■ Reading text
↓
Work through the state machine above and you will see that "some text in quotes" turns into a single token (that ignores the double quotes), but p"lus is also a single token (that includes the quote), something is a single token, and strange" is a token. Whether you want this, or how you want to handle it, is up to you. For more complex but thorough lexical tokenization, you may want to use a code-building tool like flex.
Also, when the for loop exits, if state is not DULL, you need to handle the final word (I left this out of the code above) and decide what to do if state is IN_STRING (meaning there was no close-double-quote).

Torek's parts of parsing code are excellent but require little more work to use.
For my own purpose, I finished c function.
Here I share my work that is based on Torek's code.
#include <stdio.h>
#include <string.h>
#include <ctype.h>
size_t split(char *buffer, char *argv[], size_t argv_size)
{
char *p, *start_of_word;
int c;
enum states { DULL, IN_WORD, IN_STRING } state = DULL;
size_t argc = 0;
for (p = buffer; argc < argv_size && *p != '\0'; p++) {
c = (unsigned char) *p;
switch (state) {
case DULL:
if (isspace(c)) {
continue;
}
if (c == '"') {
state = IN_STRING;
start_of_word = p + 1;
continue;
}
state = IN_WORD;
start_of_word = p;
continue;
case IN_STRING:
if (c == '"') {
*p = 0;
argv[argc++] = start_of_word;
state = DULL;
}
continue;
case IN_WORD:
if (isspace(c)) {
*p = 0;
argv[argc++] = start_of_word;
state = DULL;
}
continue;
}
}
if (state != DULL && argc < argv_size)
argv[argc++] = start_of_word;
return argc;
}
void test_split(const char *s)
{
char buf[1024];
size_t i, argc;
char *argv[20];
strcpy(buf, s);
argc = split(buf, argv, 20);
printf("input: '%s'\n", s);
for (i = 0; i < argc; i++)
printf("[%u] '%s'\n", i, argv[i]);
}
int main(int ac, char *av[])
{
test_split("\"some text in quotes\" plus four simple words p\"lus something strange\"");
return 0;
}
See program output:
input: '"some text in quotes" plus four simple words p"lus something strange"'
[0] 'some text in quotes'
[1] 'plus'
[2] 'four'
[3] 'simple'
[4] 'words'
[5] 'p"lus'
[6] 'something'
[7] 'strange"'

I wrote a qtok function some time ago that reads quoted words from a string. It's not a state machine and it doesn't make you an array but it's trivial to put the resulting tokens into one. It also handles escaped quotes and trailing and leading spaces:
#include <stdio.h>
#include <ctype.h>
#include <assert.h>
// Strips backslashes from quotes
char *unescapeToken(char *token)
{
char *in = token;
char *out = token;
while (*in)
{
assert(in >= out);
if ((in[0] == '\\') && (in[1] == '"'))
{
*out = in[1];
out++;
in += 2;
}
else
{
*out = *in;
out++;
in++;
}
}
*out = 0;
return token;
}
// Returns the end of the token, without chaning it.
char *qtok(char *str, char **next)
{
char *current = str;
char *start = str;
int isQuoted = 0;
// Eat beginning whitespace.
while (*current && isspace(*current)) current++;
start = current;
if (*current == '"')
{
isQuoted = 1;
// Quoted token
current++; // Skip the beginning quote.
↑
■ Brief a
Reproduce the passage of the C tokenizer text above, starting with "Torek's parts of" and going on through "char *argv[], size_t argv_size)".

■ Exercise materials
↓
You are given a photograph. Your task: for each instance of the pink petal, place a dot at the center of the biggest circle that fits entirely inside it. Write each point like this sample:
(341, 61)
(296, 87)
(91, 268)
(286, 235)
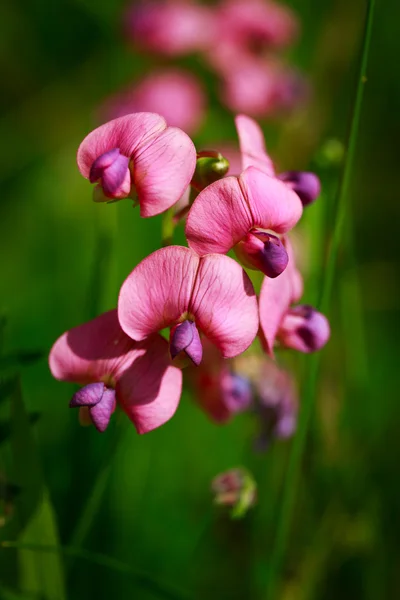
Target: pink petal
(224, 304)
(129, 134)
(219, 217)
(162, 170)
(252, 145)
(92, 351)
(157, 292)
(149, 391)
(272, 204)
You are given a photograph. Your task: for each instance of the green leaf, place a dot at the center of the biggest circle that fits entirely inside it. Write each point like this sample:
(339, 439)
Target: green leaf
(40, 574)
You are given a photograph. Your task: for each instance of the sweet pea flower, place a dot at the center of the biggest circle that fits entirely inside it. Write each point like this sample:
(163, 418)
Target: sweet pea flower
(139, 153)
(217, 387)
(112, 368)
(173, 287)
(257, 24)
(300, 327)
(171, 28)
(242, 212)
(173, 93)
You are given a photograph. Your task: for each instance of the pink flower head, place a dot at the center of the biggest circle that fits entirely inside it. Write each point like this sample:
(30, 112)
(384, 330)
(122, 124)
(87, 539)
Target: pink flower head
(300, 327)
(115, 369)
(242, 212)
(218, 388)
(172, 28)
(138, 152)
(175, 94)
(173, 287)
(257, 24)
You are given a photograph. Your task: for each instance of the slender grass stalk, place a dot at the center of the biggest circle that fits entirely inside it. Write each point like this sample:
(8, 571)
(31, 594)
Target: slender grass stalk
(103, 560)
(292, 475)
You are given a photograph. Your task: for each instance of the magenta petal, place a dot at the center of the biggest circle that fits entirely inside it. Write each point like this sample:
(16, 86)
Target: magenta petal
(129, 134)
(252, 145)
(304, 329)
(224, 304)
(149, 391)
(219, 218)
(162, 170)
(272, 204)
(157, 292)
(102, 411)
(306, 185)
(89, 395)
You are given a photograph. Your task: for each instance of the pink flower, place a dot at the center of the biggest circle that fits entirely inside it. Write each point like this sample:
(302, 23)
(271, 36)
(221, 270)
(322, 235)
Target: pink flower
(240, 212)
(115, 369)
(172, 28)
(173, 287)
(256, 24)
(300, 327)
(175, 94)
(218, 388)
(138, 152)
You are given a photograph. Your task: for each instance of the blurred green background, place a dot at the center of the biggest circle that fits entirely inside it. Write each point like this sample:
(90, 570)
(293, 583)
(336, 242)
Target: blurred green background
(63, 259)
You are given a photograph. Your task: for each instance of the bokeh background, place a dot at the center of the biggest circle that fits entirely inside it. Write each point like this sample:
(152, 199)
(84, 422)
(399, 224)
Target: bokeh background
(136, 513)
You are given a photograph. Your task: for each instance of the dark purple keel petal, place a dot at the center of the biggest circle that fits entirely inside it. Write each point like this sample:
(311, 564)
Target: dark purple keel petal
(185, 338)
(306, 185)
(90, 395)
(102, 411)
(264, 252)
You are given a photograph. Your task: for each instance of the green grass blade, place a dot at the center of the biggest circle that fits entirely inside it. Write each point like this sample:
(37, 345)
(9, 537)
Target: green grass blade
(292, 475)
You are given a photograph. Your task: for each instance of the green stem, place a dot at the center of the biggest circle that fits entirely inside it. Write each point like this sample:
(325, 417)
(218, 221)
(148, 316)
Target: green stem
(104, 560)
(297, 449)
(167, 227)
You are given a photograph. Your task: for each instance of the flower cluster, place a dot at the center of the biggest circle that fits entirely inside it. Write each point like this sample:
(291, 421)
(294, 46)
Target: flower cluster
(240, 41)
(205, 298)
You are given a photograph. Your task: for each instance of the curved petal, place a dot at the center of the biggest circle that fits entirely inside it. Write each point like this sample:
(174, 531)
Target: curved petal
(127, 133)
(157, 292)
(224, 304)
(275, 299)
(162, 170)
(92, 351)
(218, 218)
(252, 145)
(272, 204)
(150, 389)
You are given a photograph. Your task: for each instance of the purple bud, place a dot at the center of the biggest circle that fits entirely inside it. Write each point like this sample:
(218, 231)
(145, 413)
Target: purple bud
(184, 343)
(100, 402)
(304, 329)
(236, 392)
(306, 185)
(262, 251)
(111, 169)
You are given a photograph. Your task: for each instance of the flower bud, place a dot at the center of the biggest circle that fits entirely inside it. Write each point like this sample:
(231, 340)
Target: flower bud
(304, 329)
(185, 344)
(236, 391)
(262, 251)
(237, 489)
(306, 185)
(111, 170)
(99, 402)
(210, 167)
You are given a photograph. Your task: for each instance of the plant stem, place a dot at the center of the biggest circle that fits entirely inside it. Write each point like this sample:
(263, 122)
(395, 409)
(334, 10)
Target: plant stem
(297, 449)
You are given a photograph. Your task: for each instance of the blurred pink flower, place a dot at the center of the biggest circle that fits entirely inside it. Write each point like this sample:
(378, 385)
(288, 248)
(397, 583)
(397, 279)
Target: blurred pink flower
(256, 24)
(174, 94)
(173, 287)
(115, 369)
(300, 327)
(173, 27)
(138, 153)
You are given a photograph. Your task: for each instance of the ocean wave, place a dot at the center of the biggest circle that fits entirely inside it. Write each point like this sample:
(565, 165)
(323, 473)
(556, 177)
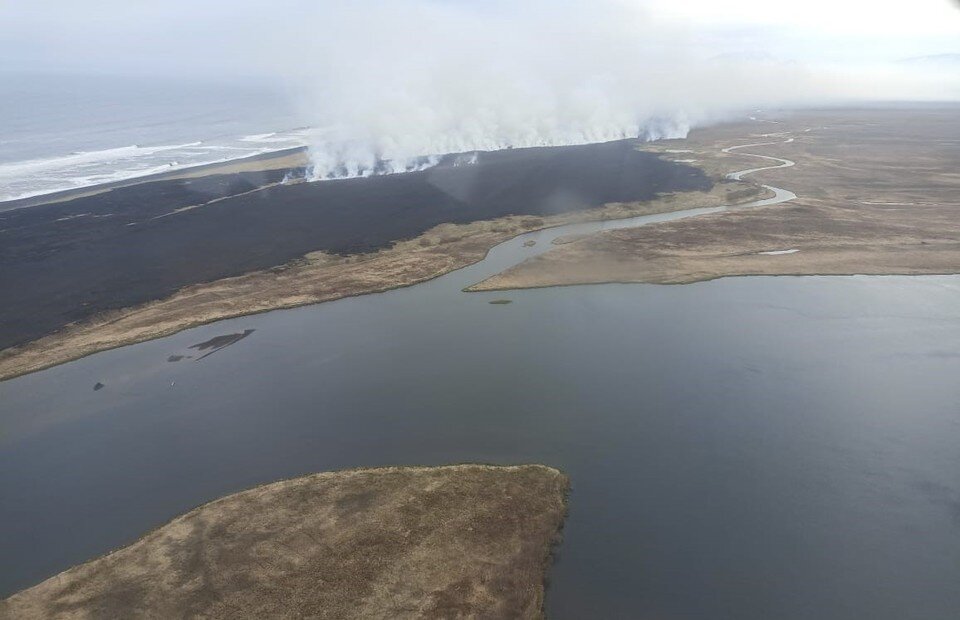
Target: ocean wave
↑
■ Brief b
State how many lines in the records above contain the string "head", giving only the number.

■ Written answer a
Torek's parts of parsing code are excellent but require little more work to use.
For my own purpose, I finished c function.
Here I share my work that is based on Torek's code.
#include <stdio.h>
#include <string.h>
#include <ctype.h>
size_t split(char *buffer, char *argv[], size_t argv_size)

■ Written answer b
2